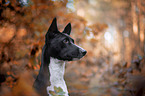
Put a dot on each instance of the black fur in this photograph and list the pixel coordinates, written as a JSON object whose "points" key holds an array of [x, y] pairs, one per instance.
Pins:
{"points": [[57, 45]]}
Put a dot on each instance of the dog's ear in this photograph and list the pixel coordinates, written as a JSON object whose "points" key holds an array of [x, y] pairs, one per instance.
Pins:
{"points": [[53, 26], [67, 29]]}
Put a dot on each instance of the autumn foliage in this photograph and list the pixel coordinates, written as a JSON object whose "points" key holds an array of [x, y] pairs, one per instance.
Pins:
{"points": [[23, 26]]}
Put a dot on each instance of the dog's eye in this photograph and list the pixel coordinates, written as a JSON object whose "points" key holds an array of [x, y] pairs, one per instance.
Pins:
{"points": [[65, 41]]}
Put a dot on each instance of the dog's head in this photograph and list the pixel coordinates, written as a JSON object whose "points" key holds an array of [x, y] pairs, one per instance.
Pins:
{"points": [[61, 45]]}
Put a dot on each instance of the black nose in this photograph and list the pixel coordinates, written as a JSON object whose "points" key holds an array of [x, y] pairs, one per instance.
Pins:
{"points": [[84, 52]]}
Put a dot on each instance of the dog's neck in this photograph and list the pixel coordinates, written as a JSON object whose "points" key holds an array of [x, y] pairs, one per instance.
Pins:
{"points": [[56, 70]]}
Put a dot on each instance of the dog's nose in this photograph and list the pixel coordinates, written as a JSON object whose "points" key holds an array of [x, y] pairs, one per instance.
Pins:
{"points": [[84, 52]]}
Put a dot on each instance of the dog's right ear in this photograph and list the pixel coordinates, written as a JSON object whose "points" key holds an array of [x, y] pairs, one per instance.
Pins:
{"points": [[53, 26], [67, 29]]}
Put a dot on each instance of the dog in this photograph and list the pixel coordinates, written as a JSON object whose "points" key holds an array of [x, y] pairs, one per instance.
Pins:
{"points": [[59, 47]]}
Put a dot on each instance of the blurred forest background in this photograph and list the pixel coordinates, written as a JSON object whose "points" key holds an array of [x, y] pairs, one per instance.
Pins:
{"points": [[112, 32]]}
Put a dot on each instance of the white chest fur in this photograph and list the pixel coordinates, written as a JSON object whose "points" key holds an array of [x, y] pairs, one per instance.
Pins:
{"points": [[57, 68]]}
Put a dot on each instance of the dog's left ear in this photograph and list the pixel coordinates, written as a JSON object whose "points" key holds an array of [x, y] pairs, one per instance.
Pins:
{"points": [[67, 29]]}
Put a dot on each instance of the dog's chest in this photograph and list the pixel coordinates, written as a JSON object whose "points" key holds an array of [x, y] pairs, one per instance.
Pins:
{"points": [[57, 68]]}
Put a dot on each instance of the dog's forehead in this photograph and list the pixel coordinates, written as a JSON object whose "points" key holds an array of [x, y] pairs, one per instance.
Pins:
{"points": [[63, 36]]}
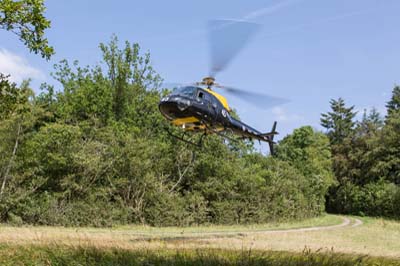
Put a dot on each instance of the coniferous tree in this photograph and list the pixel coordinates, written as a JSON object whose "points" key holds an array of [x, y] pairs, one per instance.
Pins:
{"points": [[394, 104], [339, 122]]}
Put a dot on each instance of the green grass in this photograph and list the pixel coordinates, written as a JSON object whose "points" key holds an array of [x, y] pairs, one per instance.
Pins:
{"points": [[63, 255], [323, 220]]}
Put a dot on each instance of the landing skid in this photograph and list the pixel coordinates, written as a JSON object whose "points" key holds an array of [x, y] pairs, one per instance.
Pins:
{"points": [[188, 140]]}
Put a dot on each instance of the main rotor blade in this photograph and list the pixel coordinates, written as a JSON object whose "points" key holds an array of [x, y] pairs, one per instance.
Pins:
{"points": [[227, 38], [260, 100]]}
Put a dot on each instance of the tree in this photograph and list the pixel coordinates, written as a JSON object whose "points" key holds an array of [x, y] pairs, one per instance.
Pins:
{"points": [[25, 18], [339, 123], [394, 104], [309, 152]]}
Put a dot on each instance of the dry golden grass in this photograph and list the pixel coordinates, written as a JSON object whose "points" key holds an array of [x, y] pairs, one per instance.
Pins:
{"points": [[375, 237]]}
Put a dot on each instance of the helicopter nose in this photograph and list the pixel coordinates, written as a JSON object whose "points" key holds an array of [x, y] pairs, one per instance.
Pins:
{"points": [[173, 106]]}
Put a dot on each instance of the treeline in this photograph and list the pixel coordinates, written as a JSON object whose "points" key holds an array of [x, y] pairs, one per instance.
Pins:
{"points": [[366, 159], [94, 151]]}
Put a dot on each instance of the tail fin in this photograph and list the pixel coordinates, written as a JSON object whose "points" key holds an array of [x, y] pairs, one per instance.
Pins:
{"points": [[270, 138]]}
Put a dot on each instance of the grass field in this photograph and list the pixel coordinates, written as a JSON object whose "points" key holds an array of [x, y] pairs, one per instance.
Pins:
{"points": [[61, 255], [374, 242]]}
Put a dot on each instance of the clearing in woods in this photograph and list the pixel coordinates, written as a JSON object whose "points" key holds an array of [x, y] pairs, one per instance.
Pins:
┄┄┄┄┄┄
> _What you will do_
Transcribe all of the lines above word for word, leaving out the pictures.

> _Exercise response_
Put a dot on each instance of the black fur in this photograph and list the pixel coordinates, written as a JSON object whose "points" key holds an array of [x, y] pairs, one per instance.
Pins:
{"points": [[57, 45]]}
Put a dot on each instance of the dog's ear in this photograph and list the pixel coordinates, written as a JSON object whose "points" key holds an array of [x, y] pairs, one per instance.
Pins:
{"points": [[53, 26], [67, 29]]}
Put a dot on each instance of the autumn foliage in this photograph and list the pixel coordinates, written as a JSON object whose "points" key holds an array of [x, y] pairs, one per instance.
Pins:
{"points": [[23, 26]]}
Put a dot on each instance of the dog's eye in this photograph and list the pixel coordinates, written as a JSON object whose "points" key holds an array of [x, y] pairs, one per instance.
Pins:
{"points": [[65, 41]]}
Put a dot on each instance of the dog's head in this photograph and list the pixel coordinates, written as a JSON object whose "points" key holds an array of [x, y] pairs, one per instance.
Pins:
{"points": [[61, 45]]}
Put a dot on each instance of the black nose in this photograph and list the pixel coordinates, written as a JSON object whose "points" key holds an array of [x, y] pairs, one per instance.
Pins:
{"points": [[84, 52]]}
Put a dot on each instance of the dog's neck in this photograph and list the pixel coordinates, written as a JSON object whose "points" key holds an array of [x, y] pairs, one per instance.
Pins:
{"points": [[56, 70]]}
Put a dot on each instance of the dog's nose in this photograph and list the pixel coordinates, written as a JSON object whose "points" key holds an array of [x, y] pairs, one per instance.
Pins:
{"points": [[84, 52]]}
Put a dot on each instance of the dog's right ear in this photograph and list the pixel coordinates, written as a JSON object whose "points" key holds an array of [x, y] pairs, one per instance.
Pins:
{"points": [[53, 26], [67, 29]]}
Put a dot on each instance of the dog in this photograph and list the pixel coordinates, written as a JSON object whose "points" key holds an array of [x, y] pairs, one per instance.
Pins:
{"points": [[59, 47]]}
Put a dot on each instance of the blurred forest background in this photograph and list the pixel coordinates, written as a JSON object whose "points" key holds an array of [x, y] pairs, one per instance.
Pins:
{"points": [[112, 32]]}
Put a dot on each instance of the white chest fur in this photograph and list the pixel coordinates, written as a JSON object whose "points" key holds an array of [x, y] pairs, one per instance.
Pins:
{"points": [[57, 68]]}
Put a dot on each instance of the dog's left ear in this photograph and list the pixel coordinates, written as a JSON object whose "points" key holds an array of [x, y] pairs, one per instance.
Pins:
{"points": [[67, 29]]}
Put a dot on each instance of the dog's chest in this photograph and list the pixel coordinates, written as a JSON object whose "points" key holds an array of [x, y] pairs, one per instance.
Pins:
{"points": [[57, 68]]}
Put a dot on each instance of the dog's forehead in this photograph and list the pixel coordinates, written as a JSON object whose "points" key holds an array of [x, y] pairs, one per instance.
Pins:
{"points": [[63, 36]]}
Put a dot on each instance of the coniferous tree in this photograph and list the pixel coordinates, written as a JSON object whose "points" key holds an array of [x, y] pairs, one per instance.
Pins:
{"points": [[394, 104], [339, 122]]}
Put a dot on each instance of the green grass in this photograph and list the pixel coordinates, written as a JSON object whose "points" key holds an array of [x, y] pairs, one per instance.
Pins:
{"points": [[63, 255], [323, 220]]}
Put a dot on each instance of the landing skid in this photograph and list the pixel coordinates, written as a JSON object whose "points" key holds an array of [x, y] pairs, one per instance.
Pins:
{"points": [[188, 140]]}
Put a dot on each instance of the main rotor blade in this photograph and list the pixel coordinates, written as a JSON object whose "points" key holds an array of [x, y] pairs, one per instance.
Pins:
{"points": [[227, 38], [260, 100]]}
Put a dot on each instance of the tree in this photograph and list the pixel coordinates, written as a JSON object whose "points" key holds an array of [x, y] pairs, one per instance.
Pins:
{"points": [[25, 18], [339, 123], [394, 104], [309, 152]]}
Put a dot on each instance of the dry golden grass in this photograph and list the pixel coordinates, written as a JSON object whose "points" key holds an array of [x, y] pairs, one per instance.
Pins:
{"points": [[375, 237]]}
Put a dot on each instance of the helicopter nose in this photograph and list the pixel coordinates, written as a JSON object whose "points" key holds an array of [x, y] pairs, one per instance.
Pins:
{"points": [[173, 106]]}
Put a dot on each instance of the treeline in this photograph and list the pixel coordinates, written as a JSON object whose "points" key holds an array of [x, y] pairs, one per instance.
Pins:
{"points": [[366, 159], [94, 151]]}
Put a dot on each instance of the tail fin in this photograph and list the pixel coordinates, written as a JSON object whose "points" key holds an array of [x, y] pairs, one per instance.
Pins:
{"points": [[270, 138]]}
Put a dot on each instance of the grass field in this photograph and list the pixel coordinates, written as a JSON object whose "points" key holds an array of [x, y] pairs, one per instance.
Pins:
{"points": [[61, 255], [374, 242]]}
Put a dot on each instance of the clearing in woods in this photograph and list the pixel coordinates, written as a JSON object whose "points" key holds an array of [x, y] pairs, one per instance.
Pins:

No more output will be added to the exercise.